Object outline annotations
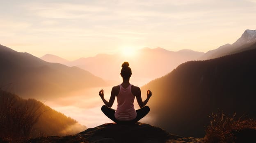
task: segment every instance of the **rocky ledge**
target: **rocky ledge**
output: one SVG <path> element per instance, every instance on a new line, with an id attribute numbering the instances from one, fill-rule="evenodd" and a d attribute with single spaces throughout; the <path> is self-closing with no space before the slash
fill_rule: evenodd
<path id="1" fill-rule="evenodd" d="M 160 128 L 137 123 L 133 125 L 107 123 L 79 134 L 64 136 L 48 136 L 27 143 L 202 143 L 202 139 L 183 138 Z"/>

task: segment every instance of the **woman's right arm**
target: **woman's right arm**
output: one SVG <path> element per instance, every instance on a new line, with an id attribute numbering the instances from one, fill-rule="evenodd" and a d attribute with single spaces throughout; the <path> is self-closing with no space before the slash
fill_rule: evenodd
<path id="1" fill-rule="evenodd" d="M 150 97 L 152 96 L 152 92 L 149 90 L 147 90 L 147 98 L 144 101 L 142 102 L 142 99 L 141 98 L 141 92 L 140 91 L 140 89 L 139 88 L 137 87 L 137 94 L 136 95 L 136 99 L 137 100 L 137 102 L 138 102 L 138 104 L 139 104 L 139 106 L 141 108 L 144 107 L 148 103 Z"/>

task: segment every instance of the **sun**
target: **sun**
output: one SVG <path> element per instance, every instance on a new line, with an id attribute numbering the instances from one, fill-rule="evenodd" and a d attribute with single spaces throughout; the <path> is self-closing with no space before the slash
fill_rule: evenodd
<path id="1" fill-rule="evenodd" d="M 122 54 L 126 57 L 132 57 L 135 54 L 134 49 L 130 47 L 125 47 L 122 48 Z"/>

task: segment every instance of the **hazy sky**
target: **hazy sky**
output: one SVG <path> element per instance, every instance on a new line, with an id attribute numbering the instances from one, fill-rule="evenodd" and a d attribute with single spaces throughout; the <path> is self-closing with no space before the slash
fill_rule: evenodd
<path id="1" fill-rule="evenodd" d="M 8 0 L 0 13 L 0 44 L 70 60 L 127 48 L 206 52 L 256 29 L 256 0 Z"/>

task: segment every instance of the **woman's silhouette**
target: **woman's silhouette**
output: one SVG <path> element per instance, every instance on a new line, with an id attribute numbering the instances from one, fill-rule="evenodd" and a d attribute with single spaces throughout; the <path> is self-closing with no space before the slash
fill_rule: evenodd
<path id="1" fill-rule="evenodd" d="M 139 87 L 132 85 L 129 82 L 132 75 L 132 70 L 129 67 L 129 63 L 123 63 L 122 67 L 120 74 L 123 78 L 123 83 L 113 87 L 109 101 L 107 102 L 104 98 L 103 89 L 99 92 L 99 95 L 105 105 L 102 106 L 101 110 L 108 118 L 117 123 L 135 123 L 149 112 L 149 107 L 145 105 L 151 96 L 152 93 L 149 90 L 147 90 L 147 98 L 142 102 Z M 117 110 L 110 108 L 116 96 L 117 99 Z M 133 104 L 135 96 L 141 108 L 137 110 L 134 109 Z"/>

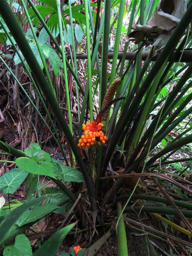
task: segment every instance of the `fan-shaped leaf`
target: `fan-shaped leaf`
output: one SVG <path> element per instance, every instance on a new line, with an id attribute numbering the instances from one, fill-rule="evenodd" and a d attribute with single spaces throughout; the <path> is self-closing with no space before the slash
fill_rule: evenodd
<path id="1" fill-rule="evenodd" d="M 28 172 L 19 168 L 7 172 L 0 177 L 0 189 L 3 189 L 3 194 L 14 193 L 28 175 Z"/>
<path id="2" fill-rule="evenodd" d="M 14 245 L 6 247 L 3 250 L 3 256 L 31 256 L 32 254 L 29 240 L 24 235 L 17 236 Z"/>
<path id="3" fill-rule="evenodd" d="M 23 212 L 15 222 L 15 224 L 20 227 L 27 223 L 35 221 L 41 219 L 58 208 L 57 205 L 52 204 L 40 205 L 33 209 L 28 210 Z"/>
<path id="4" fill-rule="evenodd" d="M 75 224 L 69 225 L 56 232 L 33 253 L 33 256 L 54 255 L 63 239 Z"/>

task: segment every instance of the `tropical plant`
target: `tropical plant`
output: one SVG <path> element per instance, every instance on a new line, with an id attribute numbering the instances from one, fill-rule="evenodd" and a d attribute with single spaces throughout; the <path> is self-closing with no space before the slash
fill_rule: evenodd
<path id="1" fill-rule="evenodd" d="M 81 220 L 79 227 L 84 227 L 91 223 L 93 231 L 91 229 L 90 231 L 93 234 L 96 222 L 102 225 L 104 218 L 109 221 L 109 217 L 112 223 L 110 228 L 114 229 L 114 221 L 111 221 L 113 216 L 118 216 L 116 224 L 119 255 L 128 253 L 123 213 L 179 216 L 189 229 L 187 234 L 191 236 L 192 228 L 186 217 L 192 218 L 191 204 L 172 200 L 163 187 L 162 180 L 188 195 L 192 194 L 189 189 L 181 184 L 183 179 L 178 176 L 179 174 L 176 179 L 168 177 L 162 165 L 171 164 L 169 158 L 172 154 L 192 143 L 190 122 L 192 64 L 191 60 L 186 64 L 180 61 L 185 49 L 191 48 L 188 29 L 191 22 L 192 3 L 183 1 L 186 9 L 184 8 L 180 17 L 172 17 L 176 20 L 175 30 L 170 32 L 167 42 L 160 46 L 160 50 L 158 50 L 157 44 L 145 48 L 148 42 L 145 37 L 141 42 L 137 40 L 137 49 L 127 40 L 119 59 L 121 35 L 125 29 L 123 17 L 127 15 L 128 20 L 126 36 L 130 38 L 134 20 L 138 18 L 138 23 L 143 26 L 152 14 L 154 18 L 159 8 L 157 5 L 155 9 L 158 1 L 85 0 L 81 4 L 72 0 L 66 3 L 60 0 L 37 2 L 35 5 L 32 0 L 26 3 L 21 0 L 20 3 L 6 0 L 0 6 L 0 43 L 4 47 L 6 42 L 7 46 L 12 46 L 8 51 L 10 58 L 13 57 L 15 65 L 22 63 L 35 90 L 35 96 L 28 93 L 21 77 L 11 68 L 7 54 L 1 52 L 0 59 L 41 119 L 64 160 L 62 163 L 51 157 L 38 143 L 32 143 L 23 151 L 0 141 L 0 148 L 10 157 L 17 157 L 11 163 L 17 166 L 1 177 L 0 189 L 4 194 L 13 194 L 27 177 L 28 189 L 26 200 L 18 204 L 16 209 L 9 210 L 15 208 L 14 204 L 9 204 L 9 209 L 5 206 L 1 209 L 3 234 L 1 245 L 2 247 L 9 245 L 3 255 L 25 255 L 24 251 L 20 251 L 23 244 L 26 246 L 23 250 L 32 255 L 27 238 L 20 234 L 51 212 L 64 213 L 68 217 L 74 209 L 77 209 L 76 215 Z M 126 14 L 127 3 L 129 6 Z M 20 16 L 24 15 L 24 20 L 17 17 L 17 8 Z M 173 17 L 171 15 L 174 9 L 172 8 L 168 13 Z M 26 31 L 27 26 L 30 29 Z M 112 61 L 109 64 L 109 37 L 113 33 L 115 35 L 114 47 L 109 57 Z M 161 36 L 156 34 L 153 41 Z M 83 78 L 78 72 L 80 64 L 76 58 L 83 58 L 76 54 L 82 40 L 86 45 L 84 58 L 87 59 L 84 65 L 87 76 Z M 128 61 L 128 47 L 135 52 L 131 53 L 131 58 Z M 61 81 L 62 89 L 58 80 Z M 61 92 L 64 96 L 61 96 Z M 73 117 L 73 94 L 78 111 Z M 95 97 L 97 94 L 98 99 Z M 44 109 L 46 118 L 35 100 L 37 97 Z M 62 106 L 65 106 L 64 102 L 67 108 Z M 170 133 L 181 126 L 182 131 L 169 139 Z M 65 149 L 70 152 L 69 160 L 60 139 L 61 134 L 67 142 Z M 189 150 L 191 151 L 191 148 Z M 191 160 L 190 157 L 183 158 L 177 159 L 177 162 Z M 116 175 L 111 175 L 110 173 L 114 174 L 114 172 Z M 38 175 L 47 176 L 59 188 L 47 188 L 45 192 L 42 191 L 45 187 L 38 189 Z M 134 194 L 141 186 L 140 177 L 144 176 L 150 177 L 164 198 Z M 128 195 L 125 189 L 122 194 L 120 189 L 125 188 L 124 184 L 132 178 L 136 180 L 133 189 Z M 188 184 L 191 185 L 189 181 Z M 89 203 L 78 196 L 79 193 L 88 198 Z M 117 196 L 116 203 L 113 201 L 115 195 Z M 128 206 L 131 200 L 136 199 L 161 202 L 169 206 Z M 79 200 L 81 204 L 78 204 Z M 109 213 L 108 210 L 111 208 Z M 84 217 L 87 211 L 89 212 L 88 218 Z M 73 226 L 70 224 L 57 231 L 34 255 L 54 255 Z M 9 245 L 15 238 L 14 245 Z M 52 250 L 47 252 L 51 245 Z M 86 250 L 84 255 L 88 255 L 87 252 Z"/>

To do> Can you render the items as a JSON list of strings, one string per line, from the start of the items through the line containing "160 128 L 137", including both ends? Leave out blank lines and any pictures.

Exercise output>
[
  "task: segment every instance of the **rocky ledge**",
  "target: **rocky ledge**",
  "output: one SVG <path> element per instance, every instance on a new line, with an id attribute numbering the instances from one, fill-rule=\"evenodd\" and a d attribute with single spaces throughout; the <path> is self-closing with no space before the slash",
  "fill_rule: evenodd",
  "<path id=\"1\" fill-rule=\"evenodd\" d=\"M 160 128 L 137 123 L 133 125 L 107 123 L 79 134 L 64 136 L 48 136 L 27 143 L 202 143 L 202 139 L 183 138 Z\"/>"
]